### PASSAGE TO READ
-- begin --
Hacker News new | past | comments | ask | show | jobs | submit login
XFS metadata corruption after upgrade to 6.3.3 kernel (redhat.com)
130 points by itvision on May 26, 2023 | hide | past | favorite | 48 comments



Apparently the 6.3 kernel made significant changes to some relevant APIs -- I noticed OpenZFS is not released for 6.3 yet. https://github.com/openzfs/zfs/issues/14622


> So far, it looks like this will be a major undertaking. Whoever was responsible for the namespace support is going to have to rebase the entire dang thing with alternate code paths for everything, because as of Linux 6.3, they replaced a whole mess of APIs so they either newly accept struct mnt_idmap * instead of struct user_namespace *, or accept the former in addition to the previous parameters. This has far reaching implications, I think. Good luck to whoever attempts the task.

ouch


Ouch indeed. I've been wondering why it seems to be taking longer than usual for ZFS to build against the new kernel. Guess I'll be on LTS kernels for awhile yet.

For once at least I feel like these changes aren't just the Linux devs breaking ZFS for funsies.


Support is already merged in git tip, a stable release just hasn't been cut with those changes backported yet.

I don't think it'd be that problematic to backport, from what I saw, just nobody's done it.


the struct mnt_idmap stuff was badly needed, before struct user_namespace was being passed around for two different purposes - it was just asking for confusion and bugs.


I keep having this kinky fantasy of a GPL'd Rust ZFS re-implementation. Yeah, I know.


You'd be more likely to get one for bcachefs. Kent has expressed some interest in Rust although he is (correctly) just focusing on finishing the filesystem first.


I'm curious about which would stabilize more quickly, an all new filesystem or the reimplementation of an existing one in a different language? The reimpl has the advantage of having the original to compare and test with, but the fresh design can use a staged approach. Yet more hypothetical Friday-style questions.


Incremental file by file rewrite, for sure.


There’s a lot of unexplored stuff w.r.t. the GPL license, but I doubt that would legally work for a rewrite of CDDL-licensed ZFS to a GPL license.


An implementation in a different language should be pretty clear of license constraints? No code shared is no code shared.


koverstreet wrote “Incremental file by file rewrite, for sure.”

That implies intermediate versions that have both CDDL-licensed ZFS code and new rust code. That rust code, inside the ZFS code base, can’t be GPL-licensed because of the incompatibility of the two licenses.

As the writer of that code, you can separately license your code as GPL if you want, but not in a product containing any CDDL-licensed code (at least in the reading of the FSF. See https://en.wikipedia.org/wiki/Common_Development_and_Distrib...)

So, you could argue that you can license the full product as GPL once all CDDL licensed code has been replaced, and then continue working on that version.

IMO, it is at the least unclear whether that’s legally true.

(All personal opinion, not legal advice, etc)


Even if you finish your rewrite and then release it, the final product might still be a derivative work of the original, because "translations" are legally codified as derivative works. Of course, this is bounded by the merger doctrine and various court cases regarding software compatibility. If you can show that everything in your version has to be structured the same way as the original in order for it to read and write ZFS volumes, thus making it a sort of 'external interface', then you probably have good ground to stand on against Oracle. But things like source file structure or internal call chains are unlikely to constitute an interface in a filesystem driver.
-- end --
### MATERIAL
-- begin --
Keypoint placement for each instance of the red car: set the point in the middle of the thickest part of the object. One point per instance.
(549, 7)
-- end --
### WORK INSTRUCTIONS
**1.** Rewrite the paragraph of the forum thread beginning "Even if you finish your rewrite" as a short bulleted list that keeps its main facts.
**2.** Answer each question briefly from the forum thread.
(a) According to the quoted comment, what do some of the replaced Linux 6.3 APIs newly accept instead of struct user_namespace *?
(b) Where has support for the new kernel already been merged, according to the thread?
(c) Under which license is ZFS described as being released?

### ANSWERS IN ORDER
**1.**
- A rewrite that is finished and then released might still be a derivative work of the original, because "translations" are legally codified as derivative works.
- This is bounded by the merger doctrine and by court cases on software compatibility.
- If everything in the new version must be structured like the original to read and write ZFS volumes, making it a sort of "external interface," the rewriter probably has good ground to stand on against Oracle.
- Source file structure and internal call chains are unlikely to count as an interface in a filesystem driver.

**2.**
(a) struct mnt_idmap *
(b) In git tip. A stable release with those changes backported has not yet been cut.
(c) The CDDL.